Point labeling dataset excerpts
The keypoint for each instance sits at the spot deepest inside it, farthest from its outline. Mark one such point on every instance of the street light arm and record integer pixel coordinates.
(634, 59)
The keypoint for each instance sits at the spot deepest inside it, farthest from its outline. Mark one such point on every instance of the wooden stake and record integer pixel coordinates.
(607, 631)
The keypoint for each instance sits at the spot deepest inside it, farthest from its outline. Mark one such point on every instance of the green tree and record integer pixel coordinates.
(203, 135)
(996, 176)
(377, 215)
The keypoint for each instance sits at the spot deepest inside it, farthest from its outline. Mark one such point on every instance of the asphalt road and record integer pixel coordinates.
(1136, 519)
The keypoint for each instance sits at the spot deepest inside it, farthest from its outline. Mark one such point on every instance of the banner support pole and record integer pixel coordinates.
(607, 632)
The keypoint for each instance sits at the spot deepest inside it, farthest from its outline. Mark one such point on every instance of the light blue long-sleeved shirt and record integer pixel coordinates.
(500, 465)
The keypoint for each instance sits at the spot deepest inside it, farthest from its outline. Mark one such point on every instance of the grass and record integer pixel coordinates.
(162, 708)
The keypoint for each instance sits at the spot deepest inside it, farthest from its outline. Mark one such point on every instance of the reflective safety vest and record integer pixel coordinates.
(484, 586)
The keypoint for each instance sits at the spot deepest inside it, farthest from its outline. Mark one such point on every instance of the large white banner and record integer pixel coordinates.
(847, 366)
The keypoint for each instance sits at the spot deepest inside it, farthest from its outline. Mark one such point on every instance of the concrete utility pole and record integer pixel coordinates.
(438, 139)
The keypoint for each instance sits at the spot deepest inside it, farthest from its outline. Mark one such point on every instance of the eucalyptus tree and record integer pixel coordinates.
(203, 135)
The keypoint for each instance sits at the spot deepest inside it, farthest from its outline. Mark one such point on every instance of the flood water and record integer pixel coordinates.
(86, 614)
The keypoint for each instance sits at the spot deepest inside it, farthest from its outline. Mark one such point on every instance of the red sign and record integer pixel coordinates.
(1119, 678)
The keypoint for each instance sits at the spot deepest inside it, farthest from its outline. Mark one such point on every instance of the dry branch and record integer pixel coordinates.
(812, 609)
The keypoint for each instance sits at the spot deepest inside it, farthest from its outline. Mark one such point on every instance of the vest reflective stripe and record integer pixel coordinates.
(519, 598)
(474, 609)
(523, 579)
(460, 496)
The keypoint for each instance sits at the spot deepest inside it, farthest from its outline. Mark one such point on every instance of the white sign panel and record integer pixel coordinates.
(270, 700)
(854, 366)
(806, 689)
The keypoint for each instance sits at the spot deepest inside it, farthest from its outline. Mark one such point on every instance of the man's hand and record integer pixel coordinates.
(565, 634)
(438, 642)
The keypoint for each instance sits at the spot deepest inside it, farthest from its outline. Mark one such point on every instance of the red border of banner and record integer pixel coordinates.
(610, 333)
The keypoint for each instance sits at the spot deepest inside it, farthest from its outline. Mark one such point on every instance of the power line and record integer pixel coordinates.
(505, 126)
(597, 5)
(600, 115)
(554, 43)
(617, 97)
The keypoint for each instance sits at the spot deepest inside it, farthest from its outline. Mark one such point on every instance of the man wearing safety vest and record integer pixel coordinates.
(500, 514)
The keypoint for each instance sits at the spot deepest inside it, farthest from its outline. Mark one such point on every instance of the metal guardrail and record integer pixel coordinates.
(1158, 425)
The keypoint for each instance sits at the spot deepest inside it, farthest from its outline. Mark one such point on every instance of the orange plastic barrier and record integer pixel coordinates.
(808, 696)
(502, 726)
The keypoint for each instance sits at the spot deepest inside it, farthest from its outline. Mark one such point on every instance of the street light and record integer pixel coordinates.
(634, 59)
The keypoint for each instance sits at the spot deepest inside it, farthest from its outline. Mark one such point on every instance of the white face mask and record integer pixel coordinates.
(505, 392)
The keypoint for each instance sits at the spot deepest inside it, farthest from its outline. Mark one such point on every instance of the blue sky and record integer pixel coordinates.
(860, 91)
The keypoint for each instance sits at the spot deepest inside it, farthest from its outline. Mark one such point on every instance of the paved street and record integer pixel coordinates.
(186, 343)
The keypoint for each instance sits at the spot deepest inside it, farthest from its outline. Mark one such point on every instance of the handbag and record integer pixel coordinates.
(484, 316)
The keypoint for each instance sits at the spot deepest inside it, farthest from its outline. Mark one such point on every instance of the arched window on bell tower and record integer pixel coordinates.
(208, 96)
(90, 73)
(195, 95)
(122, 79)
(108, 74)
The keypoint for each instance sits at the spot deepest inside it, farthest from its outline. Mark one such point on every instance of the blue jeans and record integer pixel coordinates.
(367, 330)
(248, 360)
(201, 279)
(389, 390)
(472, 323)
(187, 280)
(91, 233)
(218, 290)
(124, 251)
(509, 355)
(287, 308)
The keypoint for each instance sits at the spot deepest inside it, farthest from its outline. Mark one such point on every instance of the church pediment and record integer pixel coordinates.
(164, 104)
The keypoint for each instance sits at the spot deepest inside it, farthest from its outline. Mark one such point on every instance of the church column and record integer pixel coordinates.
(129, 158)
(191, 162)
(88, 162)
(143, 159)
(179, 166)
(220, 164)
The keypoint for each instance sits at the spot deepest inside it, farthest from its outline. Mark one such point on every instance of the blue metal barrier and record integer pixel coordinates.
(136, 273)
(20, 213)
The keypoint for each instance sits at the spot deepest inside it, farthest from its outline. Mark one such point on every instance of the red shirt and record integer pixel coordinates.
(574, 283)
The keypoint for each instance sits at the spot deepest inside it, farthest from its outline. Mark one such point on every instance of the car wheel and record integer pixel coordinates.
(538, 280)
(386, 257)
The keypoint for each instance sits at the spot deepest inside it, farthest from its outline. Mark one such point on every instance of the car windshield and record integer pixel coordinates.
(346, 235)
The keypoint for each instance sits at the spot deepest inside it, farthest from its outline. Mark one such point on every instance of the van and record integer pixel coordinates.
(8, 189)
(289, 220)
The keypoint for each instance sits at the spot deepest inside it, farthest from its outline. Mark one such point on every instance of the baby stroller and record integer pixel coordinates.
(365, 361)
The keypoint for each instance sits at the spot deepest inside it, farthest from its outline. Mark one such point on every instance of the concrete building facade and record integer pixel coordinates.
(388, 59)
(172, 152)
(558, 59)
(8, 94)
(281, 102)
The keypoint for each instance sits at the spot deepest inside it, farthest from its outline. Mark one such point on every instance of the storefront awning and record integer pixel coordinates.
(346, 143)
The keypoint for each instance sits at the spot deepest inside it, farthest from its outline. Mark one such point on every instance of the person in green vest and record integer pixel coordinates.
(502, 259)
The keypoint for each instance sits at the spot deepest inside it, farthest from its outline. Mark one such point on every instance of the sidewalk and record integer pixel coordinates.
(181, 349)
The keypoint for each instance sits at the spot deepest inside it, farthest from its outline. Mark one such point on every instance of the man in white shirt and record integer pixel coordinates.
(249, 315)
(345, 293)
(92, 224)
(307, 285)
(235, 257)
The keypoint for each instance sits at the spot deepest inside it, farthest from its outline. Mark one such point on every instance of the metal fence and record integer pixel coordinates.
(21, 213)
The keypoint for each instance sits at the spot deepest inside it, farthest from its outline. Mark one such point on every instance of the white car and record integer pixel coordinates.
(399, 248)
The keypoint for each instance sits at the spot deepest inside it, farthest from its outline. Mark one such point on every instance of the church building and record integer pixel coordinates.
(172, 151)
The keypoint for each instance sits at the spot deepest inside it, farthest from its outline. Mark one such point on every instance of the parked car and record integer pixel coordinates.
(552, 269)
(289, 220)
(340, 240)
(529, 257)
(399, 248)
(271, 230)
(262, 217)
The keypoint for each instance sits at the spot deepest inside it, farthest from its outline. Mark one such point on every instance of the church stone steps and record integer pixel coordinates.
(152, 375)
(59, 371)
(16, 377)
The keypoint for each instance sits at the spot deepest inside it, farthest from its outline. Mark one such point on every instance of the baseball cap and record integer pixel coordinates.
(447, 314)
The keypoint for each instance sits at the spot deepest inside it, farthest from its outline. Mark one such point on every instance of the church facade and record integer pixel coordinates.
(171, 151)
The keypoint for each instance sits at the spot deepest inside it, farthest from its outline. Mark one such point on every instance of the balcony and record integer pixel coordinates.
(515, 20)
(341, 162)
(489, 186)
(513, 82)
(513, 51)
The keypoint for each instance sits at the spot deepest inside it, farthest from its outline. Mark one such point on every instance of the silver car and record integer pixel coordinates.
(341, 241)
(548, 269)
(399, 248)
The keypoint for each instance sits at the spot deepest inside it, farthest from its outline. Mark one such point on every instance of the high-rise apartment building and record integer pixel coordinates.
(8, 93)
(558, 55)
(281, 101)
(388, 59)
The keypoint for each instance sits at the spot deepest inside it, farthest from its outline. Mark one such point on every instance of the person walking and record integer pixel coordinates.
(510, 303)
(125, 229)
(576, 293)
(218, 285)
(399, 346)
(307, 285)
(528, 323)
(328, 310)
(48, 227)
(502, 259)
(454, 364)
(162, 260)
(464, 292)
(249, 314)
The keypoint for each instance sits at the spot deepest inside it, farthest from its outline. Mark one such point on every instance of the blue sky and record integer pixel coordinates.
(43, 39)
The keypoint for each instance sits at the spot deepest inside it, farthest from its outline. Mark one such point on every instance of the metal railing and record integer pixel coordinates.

GOAL >>
Send back exactly the lines from the line with "apartment building and record integer pixel coordinates." through the end of the records.

RESULT FOR THIS TASK >>
The keypoint for each instance sits at the spot deepest inside it, farthest from its outline. Mark one such point on every instance of the high-rise apartment building and record integer pixel coordinates.
(8, 93)
(558, 55)
(281, 101)
(388, 59)
The keypoint for each instance sits at the spot deepest inside it, farthest from its outline. Mark one such point on every instance of the person walking and record integer pixel coordinates.
(510, 303)
(125, 229)
(576, 293)
(218, 285)
(399, 346)
(307, 285)
(528, 323)
(328, 310)
(48, 227)
(502, 259)
(454, 364)
(162, 260)
(464, 292)
(249, 314)
The keypoint for each instance sits at the spot deepest inside it, farthest from its outline. Mark one such point on every instance of the blue sky and record integer pixel coordinates.
(43, 39)
The keypoint for each instance sits at the spot deepest inside it, farthest from its outline. Mark one such point on every instance of the metal railing and record integer pixel coordinates.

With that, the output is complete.